━━━ TEXTE FOURNI ━━━
Ce lundi 24 novembre, Charles Blé Goudé a enfin parlé. Longtemps vilipendé, insulté, caricaturé et accusé de trahison par des pro-Gbagbo, il était, selon ses partisans, plus que temps qu’il donne sa version des faits. Sa prise de parole n’a pas seulement répondu à une attente. Elle a rouvert des plaies politiques, remis en lumière des zones d’ombre et relancé d’anciennes interrogations sur les responsabilités des uns et des autres dans la crise post-électorale de 2010. Mais de quoi Blé Goudé a-t-il réellement parlé ? Et pourquoi ses propos suscitent-ils autant d’intérêt ?
La première révélation de Blé Goudé (notre photo) concerne une mission délicate que Laurent Gbagbo lui aurait personnellement confiée. Selon lui, l’ancien président l’aurait chargé de demander à Pascal Affi N’Guessan, président statutaire du FPI, de rétrocéder à Nady Bamba la maison servant de siège au parti. Cette information a surpris, voire, choqué. Beaucoup se demandent pourquoi une résidence privée devait redevenir la propriété de la compagne de Gbagbo alors qu’elle avait été utilisée pour l’activité d’un parti politique. Ce point ouvre un débat sur la frontière — souvent poreuse — entre intérêts privés et structures politiques en Côte d’Ivoire.
━━━
Dans le texte sur la prise de parole de Blé Goudé, recopie le passage qui s'ouvre sur les mots contenant « Ce lundi 24 » et se ferme sur « autant d’intérêt ? ». Remplace « trahison » par « félonie ».
━━━ EXTRAITS DES DONNÉES ━━━
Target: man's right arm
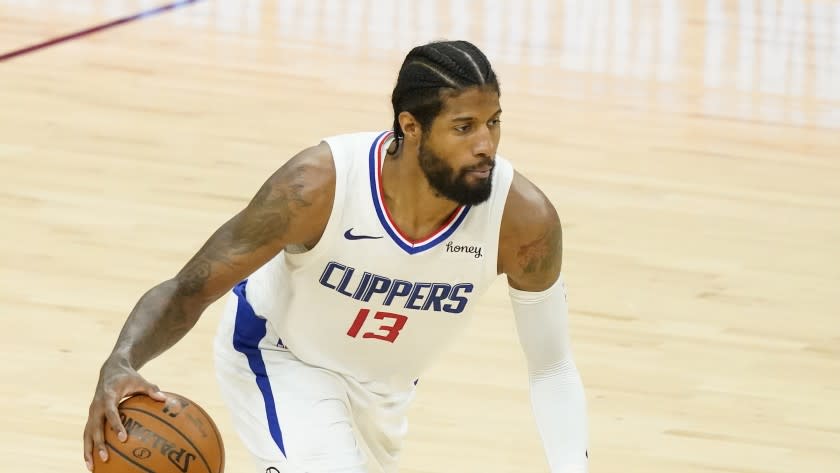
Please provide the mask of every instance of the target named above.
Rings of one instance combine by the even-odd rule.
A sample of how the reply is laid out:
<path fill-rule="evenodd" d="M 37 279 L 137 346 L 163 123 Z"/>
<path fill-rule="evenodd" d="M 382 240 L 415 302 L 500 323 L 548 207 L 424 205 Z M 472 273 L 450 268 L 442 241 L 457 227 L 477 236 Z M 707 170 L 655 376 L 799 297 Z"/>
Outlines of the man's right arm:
━━━
**RÉSULTAT FINAL**
Ce lundi 24 novembre, Charles Blé Goudé a enfin parlé. Longtemps vilipendé, insulté, caricaturé et accusé de félonie par des pro-Gbagbo, il était, selon ses partisans, plus que temps qu’il donne sa version des faits. Sa prise de parole n’a pas seulement répondu à une attente. Elle a rouvert des plaies politiques, remis en lumière des zones d’ombre et relancé d’anciennes interrogations sur les responsabilités des uns et des autres dans la crise post-électorale de 2010. Mais de quoi Blé Goudé a-t-il réellement parlé ? Et pourquoi ses propos suscitent-ils autant d’intérêt ?